> _How to complete this task_
Copy out all the lines in the records that include the word "bush".

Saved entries
____________________
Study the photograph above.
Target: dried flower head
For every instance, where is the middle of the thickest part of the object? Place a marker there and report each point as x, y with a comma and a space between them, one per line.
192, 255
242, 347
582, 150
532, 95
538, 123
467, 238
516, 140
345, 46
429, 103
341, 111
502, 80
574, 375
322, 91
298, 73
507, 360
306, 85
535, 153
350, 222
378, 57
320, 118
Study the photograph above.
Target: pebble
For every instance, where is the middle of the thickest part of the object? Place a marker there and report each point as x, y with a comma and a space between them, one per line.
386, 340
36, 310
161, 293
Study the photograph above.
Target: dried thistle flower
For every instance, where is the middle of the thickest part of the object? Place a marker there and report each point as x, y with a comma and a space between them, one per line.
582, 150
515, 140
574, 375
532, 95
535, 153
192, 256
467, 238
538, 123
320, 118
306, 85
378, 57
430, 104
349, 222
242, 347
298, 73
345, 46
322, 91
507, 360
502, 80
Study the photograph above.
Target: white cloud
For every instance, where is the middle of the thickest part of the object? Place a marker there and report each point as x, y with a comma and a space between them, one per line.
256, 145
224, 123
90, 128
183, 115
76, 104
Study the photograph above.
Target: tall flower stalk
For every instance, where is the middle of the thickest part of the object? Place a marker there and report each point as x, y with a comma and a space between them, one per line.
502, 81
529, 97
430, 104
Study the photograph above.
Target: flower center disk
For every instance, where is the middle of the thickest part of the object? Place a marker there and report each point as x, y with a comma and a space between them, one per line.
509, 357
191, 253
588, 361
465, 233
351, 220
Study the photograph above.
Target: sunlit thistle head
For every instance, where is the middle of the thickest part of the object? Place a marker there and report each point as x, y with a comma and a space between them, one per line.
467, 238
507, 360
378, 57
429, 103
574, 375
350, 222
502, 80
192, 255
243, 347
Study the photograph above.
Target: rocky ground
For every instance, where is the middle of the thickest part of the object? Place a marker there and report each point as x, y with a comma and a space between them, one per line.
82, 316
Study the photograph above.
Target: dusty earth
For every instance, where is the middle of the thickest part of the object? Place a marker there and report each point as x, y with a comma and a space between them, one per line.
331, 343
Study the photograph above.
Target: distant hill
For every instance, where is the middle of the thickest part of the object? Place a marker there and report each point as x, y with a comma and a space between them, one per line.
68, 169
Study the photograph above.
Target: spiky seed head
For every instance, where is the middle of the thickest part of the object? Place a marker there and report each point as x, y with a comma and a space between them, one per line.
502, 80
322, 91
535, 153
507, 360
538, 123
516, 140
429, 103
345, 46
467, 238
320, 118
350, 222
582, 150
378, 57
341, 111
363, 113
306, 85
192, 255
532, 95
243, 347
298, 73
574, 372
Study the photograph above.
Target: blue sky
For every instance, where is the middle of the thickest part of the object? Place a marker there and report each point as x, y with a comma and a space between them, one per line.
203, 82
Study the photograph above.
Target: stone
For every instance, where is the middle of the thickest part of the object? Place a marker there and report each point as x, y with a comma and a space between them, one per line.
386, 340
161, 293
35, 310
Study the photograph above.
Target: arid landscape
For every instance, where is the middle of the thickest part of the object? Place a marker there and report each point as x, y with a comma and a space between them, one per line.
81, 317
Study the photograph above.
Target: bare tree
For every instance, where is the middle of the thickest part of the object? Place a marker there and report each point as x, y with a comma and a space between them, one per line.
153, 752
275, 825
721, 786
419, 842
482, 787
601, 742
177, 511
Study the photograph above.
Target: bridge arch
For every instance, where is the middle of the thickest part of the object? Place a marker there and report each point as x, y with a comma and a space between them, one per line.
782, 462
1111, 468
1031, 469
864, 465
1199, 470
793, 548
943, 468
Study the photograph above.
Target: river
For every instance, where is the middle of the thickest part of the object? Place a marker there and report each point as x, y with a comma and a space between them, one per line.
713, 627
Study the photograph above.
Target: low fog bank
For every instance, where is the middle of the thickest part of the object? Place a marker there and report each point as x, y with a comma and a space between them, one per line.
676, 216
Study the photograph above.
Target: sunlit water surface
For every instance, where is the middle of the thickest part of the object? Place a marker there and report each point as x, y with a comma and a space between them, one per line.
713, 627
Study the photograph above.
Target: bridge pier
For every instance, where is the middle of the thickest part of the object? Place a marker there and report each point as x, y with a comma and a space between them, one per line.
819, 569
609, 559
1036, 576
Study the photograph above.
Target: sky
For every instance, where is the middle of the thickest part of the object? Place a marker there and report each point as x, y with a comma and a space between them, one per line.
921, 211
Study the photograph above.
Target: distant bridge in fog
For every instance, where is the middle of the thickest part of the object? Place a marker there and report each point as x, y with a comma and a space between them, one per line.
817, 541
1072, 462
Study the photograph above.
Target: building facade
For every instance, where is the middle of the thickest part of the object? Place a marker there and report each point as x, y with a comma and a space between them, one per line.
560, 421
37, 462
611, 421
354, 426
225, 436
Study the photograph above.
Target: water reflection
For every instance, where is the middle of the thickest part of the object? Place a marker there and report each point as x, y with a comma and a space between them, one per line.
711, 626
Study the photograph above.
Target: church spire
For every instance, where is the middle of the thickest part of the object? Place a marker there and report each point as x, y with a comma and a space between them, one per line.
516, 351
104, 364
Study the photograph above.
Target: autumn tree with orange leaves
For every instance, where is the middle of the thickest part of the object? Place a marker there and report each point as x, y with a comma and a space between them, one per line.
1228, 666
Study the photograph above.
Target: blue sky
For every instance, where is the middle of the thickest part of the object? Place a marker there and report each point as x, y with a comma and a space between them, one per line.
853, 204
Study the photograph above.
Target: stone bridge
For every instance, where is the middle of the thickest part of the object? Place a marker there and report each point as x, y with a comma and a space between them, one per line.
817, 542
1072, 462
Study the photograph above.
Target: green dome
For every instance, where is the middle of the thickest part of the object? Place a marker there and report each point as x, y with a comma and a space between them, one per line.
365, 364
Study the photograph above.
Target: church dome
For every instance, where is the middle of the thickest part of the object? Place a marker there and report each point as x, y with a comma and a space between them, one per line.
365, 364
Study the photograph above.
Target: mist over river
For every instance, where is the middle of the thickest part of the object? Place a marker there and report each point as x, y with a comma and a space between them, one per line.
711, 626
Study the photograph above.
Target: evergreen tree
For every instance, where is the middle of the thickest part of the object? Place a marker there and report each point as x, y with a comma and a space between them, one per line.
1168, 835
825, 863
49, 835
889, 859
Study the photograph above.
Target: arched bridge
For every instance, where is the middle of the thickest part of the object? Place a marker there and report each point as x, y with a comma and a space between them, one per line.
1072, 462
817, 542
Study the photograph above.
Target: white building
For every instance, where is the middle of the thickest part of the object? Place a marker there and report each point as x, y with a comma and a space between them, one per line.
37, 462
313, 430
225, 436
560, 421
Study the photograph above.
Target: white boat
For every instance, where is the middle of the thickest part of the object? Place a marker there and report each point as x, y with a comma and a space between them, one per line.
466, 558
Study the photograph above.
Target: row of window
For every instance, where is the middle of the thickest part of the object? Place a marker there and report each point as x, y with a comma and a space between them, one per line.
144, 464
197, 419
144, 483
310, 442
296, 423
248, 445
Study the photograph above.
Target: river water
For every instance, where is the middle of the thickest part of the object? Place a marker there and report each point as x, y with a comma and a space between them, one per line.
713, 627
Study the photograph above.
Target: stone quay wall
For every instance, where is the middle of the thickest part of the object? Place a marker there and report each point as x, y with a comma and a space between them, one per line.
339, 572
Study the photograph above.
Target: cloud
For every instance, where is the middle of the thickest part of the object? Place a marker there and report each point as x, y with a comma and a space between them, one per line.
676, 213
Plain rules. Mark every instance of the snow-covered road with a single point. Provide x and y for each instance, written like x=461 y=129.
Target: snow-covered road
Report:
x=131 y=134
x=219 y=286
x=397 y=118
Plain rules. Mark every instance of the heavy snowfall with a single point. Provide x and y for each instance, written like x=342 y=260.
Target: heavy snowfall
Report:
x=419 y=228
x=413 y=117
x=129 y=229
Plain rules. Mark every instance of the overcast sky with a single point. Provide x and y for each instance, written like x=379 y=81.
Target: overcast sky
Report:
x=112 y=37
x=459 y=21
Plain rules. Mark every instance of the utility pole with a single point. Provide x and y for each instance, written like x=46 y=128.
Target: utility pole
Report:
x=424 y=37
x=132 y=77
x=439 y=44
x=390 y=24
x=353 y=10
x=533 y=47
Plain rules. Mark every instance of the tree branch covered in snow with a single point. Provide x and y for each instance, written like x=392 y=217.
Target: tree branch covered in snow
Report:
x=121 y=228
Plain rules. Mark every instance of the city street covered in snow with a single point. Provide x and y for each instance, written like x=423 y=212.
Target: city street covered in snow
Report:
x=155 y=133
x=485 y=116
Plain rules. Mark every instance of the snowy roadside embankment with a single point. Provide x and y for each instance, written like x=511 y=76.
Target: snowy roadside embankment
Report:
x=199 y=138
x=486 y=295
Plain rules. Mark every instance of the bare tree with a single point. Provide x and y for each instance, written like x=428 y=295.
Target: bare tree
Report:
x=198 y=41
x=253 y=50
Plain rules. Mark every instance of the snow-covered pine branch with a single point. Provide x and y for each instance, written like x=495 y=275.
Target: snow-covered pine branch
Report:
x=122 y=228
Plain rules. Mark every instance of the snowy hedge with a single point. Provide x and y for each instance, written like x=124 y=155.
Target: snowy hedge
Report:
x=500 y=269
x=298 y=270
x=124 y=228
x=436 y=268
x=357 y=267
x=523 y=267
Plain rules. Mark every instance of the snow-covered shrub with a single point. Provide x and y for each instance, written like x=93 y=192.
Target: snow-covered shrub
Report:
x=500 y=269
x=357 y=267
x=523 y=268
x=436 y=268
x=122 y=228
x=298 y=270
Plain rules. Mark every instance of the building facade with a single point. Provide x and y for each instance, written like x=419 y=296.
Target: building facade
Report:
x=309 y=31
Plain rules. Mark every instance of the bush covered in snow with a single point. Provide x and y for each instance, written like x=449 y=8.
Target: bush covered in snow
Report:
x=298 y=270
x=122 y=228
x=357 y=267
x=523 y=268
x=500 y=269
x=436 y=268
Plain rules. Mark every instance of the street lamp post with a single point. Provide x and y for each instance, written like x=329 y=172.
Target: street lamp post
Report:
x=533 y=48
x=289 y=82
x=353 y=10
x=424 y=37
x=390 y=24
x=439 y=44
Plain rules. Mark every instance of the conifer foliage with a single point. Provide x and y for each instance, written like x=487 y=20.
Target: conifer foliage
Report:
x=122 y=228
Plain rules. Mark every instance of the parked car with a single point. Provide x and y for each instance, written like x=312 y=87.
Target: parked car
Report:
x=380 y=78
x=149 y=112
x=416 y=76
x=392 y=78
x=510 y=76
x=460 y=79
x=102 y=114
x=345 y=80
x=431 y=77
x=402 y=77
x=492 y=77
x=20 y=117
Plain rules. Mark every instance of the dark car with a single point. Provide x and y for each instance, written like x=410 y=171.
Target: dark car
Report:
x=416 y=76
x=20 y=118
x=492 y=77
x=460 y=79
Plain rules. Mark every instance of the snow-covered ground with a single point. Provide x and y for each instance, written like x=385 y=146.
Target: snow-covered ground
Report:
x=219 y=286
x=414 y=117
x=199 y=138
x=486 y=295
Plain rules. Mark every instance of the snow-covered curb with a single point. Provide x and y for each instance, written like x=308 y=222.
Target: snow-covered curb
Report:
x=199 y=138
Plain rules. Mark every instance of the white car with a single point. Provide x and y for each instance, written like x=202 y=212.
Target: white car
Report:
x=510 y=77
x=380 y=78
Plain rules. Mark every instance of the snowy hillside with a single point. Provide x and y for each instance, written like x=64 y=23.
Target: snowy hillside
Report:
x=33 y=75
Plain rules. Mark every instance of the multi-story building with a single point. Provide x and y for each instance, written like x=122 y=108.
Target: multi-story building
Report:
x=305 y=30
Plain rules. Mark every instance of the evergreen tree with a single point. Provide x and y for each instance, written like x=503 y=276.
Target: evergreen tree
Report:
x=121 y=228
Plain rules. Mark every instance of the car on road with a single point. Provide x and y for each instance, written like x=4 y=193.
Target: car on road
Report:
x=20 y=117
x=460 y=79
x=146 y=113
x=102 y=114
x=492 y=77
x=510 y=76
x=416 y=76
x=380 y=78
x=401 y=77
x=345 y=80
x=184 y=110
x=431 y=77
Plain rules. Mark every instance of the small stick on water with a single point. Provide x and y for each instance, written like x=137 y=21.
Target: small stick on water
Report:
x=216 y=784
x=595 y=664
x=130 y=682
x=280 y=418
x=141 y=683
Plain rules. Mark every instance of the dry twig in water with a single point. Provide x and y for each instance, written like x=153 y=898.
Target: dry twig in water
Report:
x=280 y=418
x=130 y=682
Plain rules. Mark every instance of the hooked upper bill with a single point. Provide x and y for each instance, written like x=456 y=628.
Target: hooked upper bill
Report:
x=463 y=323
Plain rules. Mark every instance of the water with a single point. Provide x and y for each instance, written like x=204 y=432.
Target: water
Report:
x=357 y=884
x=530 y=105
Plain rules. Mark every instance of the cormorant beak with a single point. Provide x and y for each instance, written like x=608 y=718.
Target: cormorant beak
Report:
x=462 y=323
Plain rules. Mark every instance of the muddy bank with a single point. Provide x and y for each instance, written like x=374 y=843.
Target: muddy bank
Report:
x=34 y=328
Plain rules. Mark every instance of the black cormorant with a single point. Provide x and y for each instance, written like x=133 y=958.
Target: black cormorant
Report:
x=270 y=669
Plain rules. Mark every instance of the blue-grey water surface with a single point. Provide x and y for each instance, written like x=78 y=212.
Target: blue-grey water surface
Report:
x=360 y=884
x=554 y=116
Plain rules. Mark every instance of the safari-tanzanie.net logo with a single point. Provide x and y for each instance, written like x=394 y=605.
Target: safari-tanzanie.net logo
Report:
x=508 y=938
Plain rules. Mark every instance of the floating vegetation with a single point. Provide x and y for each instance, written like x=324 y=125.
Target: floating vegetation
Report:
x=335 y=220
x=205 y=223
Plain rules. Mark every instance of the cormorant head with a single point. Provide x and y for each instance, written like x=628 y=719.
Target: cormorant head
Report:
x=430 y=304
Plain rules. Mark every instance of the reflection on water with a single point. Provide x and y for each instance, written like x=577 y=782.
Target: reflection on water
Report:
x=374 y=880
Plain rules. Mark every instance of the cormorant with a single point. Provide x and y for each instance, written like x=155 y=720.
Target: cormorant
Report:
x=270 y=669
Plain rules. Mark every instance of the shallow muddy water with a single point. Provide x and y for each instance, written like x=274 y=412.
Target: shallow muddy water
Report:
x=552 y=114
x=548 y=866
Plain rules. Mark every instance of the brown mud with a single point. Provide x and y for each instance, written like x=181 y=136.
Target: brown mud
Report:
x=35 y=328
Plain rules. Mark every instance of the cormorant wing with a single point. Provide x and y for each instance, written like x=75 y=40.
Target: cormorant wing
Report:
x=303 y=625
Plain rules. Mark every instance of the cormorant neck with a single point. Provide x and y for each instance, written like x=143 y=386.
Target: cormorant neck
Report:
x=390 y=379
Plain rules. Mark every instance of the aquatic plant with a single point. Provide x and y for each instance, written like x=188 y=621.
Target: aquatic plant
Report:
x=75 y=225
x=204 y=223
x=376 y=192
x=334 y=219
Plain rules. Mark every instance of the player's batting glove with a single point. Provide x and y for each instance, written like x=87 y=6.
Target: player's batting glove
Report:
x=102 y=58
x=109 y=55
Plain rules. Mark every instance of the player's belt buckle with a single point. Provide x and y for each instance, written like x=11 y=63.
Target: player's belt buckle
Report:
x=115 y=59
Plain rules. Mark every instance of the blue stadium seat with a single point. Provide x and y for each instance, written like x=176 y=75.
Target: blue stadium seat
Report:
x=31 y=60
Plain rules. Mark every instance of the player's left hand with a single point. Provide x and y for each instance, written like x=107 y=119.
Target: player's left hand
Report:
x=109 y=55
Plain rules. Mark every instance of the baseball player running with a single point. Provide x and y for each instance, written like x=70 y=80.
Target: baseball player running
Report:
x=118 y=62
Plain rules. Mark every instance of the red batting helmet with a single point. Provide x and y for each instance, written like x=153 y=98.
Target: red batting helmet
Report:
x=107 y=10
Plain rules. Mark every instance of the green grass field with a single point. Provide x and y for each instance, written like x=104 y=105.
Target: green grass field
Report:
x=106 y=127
____________________
> _Your solution_
Plain rules. Mark every instance of the bush covered in snow with a single point. Provide x and y for each instance, written like x=449 y=8.
Target: bush covered in snow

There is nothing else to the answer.